# [Source text]
GAINESVILLE — In a poem about her son’s death, Lisa Hicks did not mince words.

Joseph Patterson was “betrayed by a friend who was no friend” and was “provided the poison” by Casey Trichel, she said.

Trichel, 25, of Winder, pleaded guilty to distribution of fentanyl and involuntary manslaughter Monday morning in Hall County Superior Court.

Patterson, 23, of Winder, died of a fentanyl overdose and was found Feb. 16 by Gainesville police at a Shades Valley Lane home in Gainesville.

Superior Court Judge Kathlene Gosselin accepted the plea deal as presented, a 30-year sentence with half to be served in prison. Trichel also received a concurrent 10 years for involuntary manslaughter.

Trichel was previously charged with felony murder, but Assistant District Attorney Kelley Robertson said the negotiated plea deal dismisses that charge.

Patterson had ingested two or three pills of what he believed to be oxycodone, Robertson said, but the drug was actually fentanyl.

“It is the most potent opioid available for use in medical treatment,” the assistant district attorney said.

According to police interviews, Trichel made multiple attempts to reach Patterson, Hicks and other family members to warn them the pills may not be what he thought they were.

As part of the plea agreement, Robertson said Trichel was also required to“provide information on where he got these drugs,” which has been turned over to law enforcement.

Trichel’s attorney Scott Drake focused on his client’s attempts to warn Patterson about the drugs disguised as something else.

No family members of Trichel spoke at the plea hearing.

Hicks walked to the microphone to read a poem of Patterson’s life, describing him as a hard-working man.

“He is gone, but he has a right to be heard,” she said.

Following the poem, Hicks described the day she learned of Patterson’s death, driving through Gainesville and screaming into voicemail boxes to find out what had happened.

“Everything inside me broke,” she said.

The victim’s mother described her work for Joe’s Law, a proposal for legislation that would create a stronger punishment for those manufacturing or distributing dangerous counterfeit drugs.

When ending her statement, Hicks offered no mercy for Trichel.

“I hope that you, Casey, suffer every single minute of every single hour of every single day as I have done,” she said. “I will never forgive you.”

# [Required tasks]
a – According to the article about the fentanyl plea, what sentence did Trichel receive for involuntary manslaughter?
b – Retype the part of the article about the fentanyl plea from "Trichel was previously" up to and including "thought they were.".
c – List every person whom the article about the fentanyl plea identifies by both first and last name.

[Extracted records]
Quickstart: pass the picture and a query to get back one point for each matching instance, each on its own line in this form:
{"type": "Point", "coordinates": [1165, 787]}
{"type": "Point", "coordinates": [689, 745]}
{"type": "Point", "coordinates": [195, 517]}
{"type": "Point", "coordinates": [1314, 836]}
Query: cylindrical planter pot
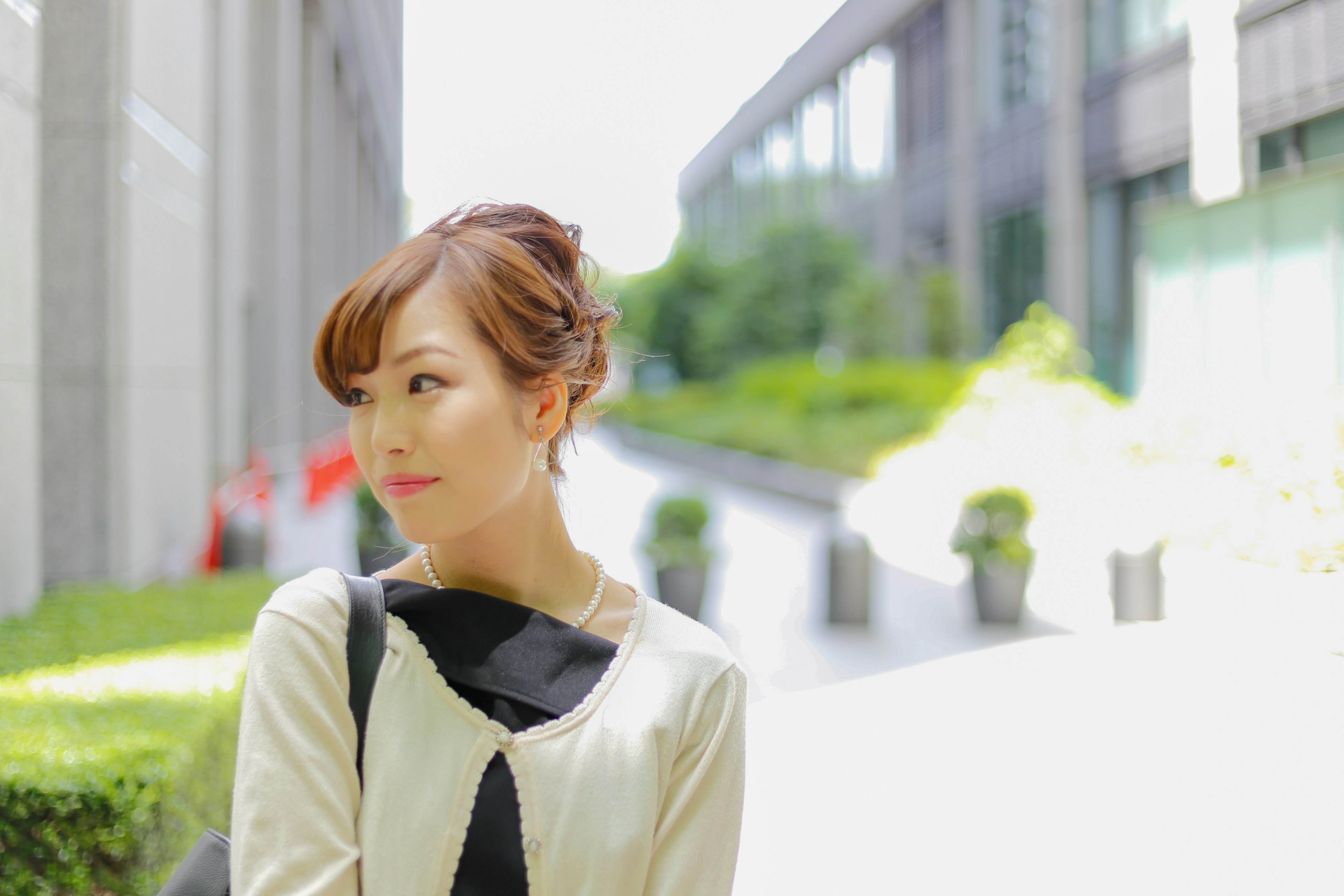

# [Answers to the tasks]
a – A concurrent 10 years.

b –
Trichel was previously charged with felony murder, but Assistant District Attorney Kelley Robertson said the negotiated plea deal dismisses that charge.

Patterson had ingested two or three pills of what he believed to be oxycodone, Robertson said, but the drug was actually fentanyl.

“It is the most potent opioid available for use in medical treatment,” the assistant district attorney said.

According to police interviews, Trichel made multiple attempts to reach Patterson, Hicks and other family members to warn them the pills may not be what he thought they were.

c – Lisa Hicks, Joseph Patterson, Casey Trichel, Kathlene Gosselin, Kelley Robertson, Scott Drake